Supplied passage =>

§ §

Sumptuous seasonal delights

 

The arrival of spring heralds the return of two popular food-related festivals, as well as two exclusive events in our Colonial Gastronomy series.

In September, The Mint again hosts the annual Food & Words festival with Barbara Sweeney and a brilliant line-up of food writers, chefs and producers.

The Spring Harvest Festival also returns to the beautiful grounds of Elizabeth Farm with a market of carefully selected artisan food producers, accompanied by a fascinating talks program, hands-on activities and food demonstrations. Visitors can explore colonial recipes, ingredients, preparation methods and eating habits, as well as the rich culinary history of Elizabeth Farm.

§ §

In the spring events notice, where is the Spring Harvest Festival held?

Dataset rows =>
§ §

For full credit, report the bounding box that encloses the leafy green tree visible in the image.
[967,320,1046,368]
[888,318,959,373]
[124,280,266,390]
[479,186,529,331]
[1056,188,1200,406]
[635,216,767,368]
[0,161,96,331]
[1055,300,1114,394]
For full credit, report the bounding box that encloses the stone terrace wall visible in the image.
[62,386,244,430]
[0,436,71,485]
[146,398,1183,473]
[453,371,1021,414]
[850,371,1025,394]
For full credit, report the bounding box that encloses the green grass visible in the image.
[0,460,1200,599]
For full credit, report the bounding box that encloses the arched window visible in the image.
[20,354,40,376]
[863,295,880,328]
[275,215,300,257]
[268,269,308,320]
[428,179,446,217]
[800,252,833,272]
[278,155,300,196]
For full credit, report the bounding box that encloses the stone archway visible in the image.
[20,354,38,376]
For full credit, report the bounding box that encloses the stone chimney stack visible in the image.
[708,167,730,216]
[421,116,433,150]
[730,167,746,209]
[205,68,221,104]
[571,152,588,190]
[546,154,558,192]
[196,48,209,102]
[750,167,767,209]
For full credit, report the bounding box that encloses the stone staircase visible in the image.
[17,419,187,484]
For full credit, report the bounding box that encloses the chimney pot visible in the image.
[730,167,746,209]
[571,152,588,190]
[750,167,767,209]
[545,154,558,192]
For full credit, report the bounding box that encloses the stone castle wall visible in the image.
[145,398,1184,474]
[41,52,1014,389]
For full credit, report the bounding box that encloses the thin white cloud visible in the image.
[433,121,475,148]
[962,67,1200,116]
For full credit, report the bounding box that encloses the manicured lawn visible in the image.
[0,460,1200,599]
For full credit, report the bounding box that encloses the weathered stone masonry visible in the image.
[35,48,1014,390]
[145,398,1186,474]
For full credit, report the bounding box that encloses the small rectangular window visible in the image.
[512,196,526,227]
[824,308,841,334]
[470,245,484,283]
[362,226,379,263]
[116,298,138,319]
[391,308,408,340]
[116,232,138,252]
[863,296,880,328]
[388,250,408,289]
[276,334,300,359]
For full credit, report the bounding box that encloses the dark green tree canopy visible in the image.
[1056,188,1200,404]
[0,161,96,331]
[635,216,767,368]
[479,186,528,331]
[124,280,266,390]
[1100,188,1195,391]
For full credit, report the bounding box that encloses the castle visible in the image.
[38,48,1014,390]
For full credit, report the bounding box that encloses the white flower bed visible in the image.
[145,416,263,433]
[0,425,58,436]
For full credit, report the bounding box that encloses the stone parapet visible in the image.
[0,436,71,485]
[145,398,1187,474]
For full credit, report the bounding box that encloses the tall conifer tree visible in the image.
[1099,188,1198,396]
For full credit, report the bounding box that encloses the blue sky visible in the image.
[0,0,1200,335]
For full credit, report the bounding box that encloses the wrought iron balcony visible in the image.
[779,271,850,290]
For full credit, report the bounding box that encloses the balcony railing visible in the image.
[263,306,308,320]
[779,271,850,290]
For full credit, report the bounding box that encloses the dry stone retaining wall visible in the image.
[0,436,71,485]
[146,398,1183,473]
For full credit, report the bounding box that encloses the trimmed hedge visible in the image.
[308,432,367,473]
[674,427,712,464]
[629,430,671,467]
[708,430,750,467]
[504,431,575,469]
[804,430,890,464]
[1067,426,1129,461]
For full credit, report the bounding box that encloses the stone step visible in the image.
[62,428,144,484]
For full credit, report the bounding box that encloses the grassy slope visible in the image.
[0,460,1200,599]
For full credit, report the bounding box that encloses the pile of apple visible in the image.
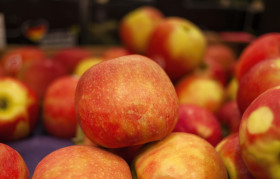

§ §

Written reply =>
On the grounds of Elizabeth Farm.